» **Consigna 1**
Copia sin cambios el fragmento del texto de lectura que empieza con las palabras que contienen "No sé por qué" y termina con "de uno mismo.".
» **Consigna 2**
Según el texto de lectura, ¿por qué conviene visitar las cataratas en la estación seca y no en la época de lluvias? Explícalo en una a tres oraciones.

Un consejo: si tenéis pensado visitar algunas cataratas es mejor hacerlo durante la estación seca. Durante esos meses, la caída del agua, lo que son las cascadas en sí, se ven mucho mejor que en la época de lluvias. Uno pensaría que es al revés y que es precisamente cuando el río va más cargado de agua en el momento en que las vistas son más espectaculares. Pero hay un dato a tener en cuenta: el agua es tan abundante y baja con tanta fuerza que crea una cortina de vapor de varios metros y oculta el relieve. 


No es que las cataratas o cascadas tengan mucho que ver con James Rhodes. O sí, quien sabe, pero la semana pasada, mientras terminaba Instrumental pensaba en eso: en la fuerza del agua que genera vapor. En el vapor que a veces no nos deja ver el agua.


La contra de Instrumental es antológica: “Me violaron a los seis años. Me internaron en un psiquiátrico. Fui drogadicto y alcohólico. Me intenté suicidar cinco veces. Perdí la custodia de mi hijo.” Resumiendo: quien quiera echarse unas risas, ya sabe que ese no es su libro. Desgraciadamente, a Rhodes le pasó todo eso. Pero también le ocurrió otra cosa: la música. Porque primero vino la herida y después llegó la música, que la curó. No sabemos si la herida es condición de posibilidad del arte y nunca lo sabremos, pero en estas memorias de música y locura, lo que importa es lo que el compositor hizo con el dolor, la forma que le dio. Rodhes es uno de los más eminentes concertistas de piano de la actualidad y un gran renovador de la musica clásica. 


Leí o –mejor dicho– sufrí, el libro, y desde que lo terminé, tengo ganas de escribirle un email para darle las gracias por varias cosas. Por haber sobrevivido a esos años oscuros, por haberles dado un sentido. Pero sobre todo, por habérnoslo contado.


El sentido es algo que damos retrospectivamente a las cosas, únicamente comprendemos al mirar atrás y tiene lógica que así sea. Es difícil, mientras se está luchando por salir de la tormenta, atisbar un poco de claridad y entender que lo malo, lo terrible, también puede tener otro tipo de consecuencias. Algo parecido contaba la humorista norteamericana Tig Notaro (el documental que se ha hecho sobre ella es muy recomendable). En el transcurso de unos pocos días, su madre murió, su pareja le dejó y a ella le diagnosticaron cáncer. Cuando el médico le dio la noticia de que padecía esa enfermedad, respondió: “No puede ser, ya se ha muerto mi madre. Esto tiene que ser un error”. Como si la tristeza y el dolor tuvieran un cupo, un máximo: si te toca un cáncer en la tómbola, entonces tu madre no se muere morir al cabo de poco. Después de esa semana terrorífica, Tig tenía dudas acerca de qué podría hacer en su próximo show. Al final, lo único que fue capaz de contar fue lo que le había ocurrido a ella misma aquella semana. Ese monólogo la convirtió en una celebridad de la noche a la mañana.


No sé por qué estoy relacionando a James Rhodes con Tig. Supongo que ambos representan un ejemplo de que la vida consiste en levantarse todos los días y echarle un pulso a las dificultades para transformarlas. Hablando de esto ayer con un amigo me contaba que todos y cada uno de los díastodos y cada uno de nosotros tenemos que salir de la cama para construir un castillo; nuestro castillo. Pese a que la metáfora sea un poco infantil, me parece buena. Porque el castillo, por enorme que sea, a veces no se ve: el vapor del agua lo cubre y, sin embargo, está ahí debajo. Hay que tener fe. El castillo siempre está, forma parte de lo que somos. Leyendo a Rhodes, viendo a Tig, incluso hoy, escuchando ‘heroes‘, del gran David Bowie que nos ha dejado, me repito esto: que el castillo depende de uno mismo.

» **Datos proporcionados**
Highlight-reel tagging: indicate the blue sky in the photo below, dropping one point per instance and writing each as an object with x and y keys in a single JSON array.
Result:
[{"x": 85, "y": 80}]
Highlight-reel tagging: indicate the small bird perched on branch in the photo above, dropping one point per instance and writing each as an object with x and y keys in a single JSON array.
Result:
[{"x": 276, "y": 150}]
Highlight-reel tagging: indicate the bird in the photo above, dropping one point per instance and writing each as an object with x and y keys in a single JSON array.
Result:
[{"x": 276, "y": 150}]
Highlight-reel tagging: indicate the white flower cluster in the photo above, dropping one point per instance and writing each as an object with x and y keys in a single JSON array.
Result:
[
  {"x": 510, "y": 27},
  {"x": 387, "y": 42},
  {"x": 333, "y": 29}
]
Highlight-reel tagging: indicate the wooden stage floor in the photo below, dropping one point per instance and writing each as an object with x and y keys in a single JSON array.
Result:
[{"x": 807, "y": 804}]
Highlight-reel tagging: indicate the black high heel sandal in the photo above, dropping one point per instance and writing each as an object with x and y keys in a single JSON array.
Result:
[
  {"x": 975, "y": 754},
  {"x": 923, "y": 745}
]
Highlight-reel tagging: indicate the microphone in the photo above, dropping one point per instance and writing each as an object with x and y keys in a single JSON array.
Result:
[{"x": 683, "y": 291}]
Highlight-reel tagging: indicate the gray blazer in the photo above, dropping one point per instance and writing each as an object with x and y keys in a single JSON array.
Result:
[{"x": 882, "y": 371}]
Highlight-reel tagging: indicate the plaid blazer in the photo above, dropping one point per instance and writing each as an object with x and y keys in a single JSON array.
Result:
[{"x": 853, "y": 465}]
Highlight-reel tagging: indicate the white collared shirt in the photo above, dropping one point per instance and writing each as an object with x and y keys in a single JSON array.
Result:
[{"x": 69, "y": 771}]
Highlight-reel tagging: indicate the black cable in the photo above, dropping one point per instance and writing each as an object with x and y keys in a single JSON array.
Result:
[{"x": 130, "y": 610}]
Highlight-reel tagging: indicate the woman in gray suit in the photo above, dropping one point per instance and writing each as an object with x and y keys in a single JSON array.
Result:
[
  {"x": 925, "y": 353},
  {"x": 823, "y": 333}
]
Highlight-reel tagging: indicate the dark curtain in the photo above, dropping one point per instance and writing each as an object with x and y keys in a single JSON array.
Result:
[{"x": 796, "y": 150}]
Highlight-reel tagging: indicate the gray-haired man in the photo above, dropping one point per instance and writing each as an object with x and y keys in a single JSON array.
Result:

» **Tu respuesta 1**
No sé por qué estoy relacionando a James Rhodes con Tig. Supongo que ambos representan un ejemplo de que la vida consiste en levantarse todos los días y echarle un pulso a las dificultades para transformarlas. Hablando de esto ayer con un amigo me contaba que todos y cada uno de los díastodos y cada uno de nosotros tenemos que salir de la cama para construir un castillo; nuestro castillo. Pese a que la metáfora sea un poco infantil, me parece buena. Porque el castillo, por enorme que sea, a veces no se ve: el vapor del agua lo cubre y, sin embargo, está ahí debajo. Hay que tener fe. El castillo siempre está, forma parte de lo que somos. Leyendo a Rhodes, viendo a Tig, incluso hoy, escuchando ‘heroes‘, del gran David Bowie que nos ha dejado, me repito esto: que el castillo depende de uno mismo.

» **Tu respuesta 2**
En la época de lluvias el agua es tan abundante y cae con tanta fuerza que genera una cortina de vapor de varios metros que oculta el relieve. Por eso, durante los meses secos, la caída del agua se ve mucho mejor.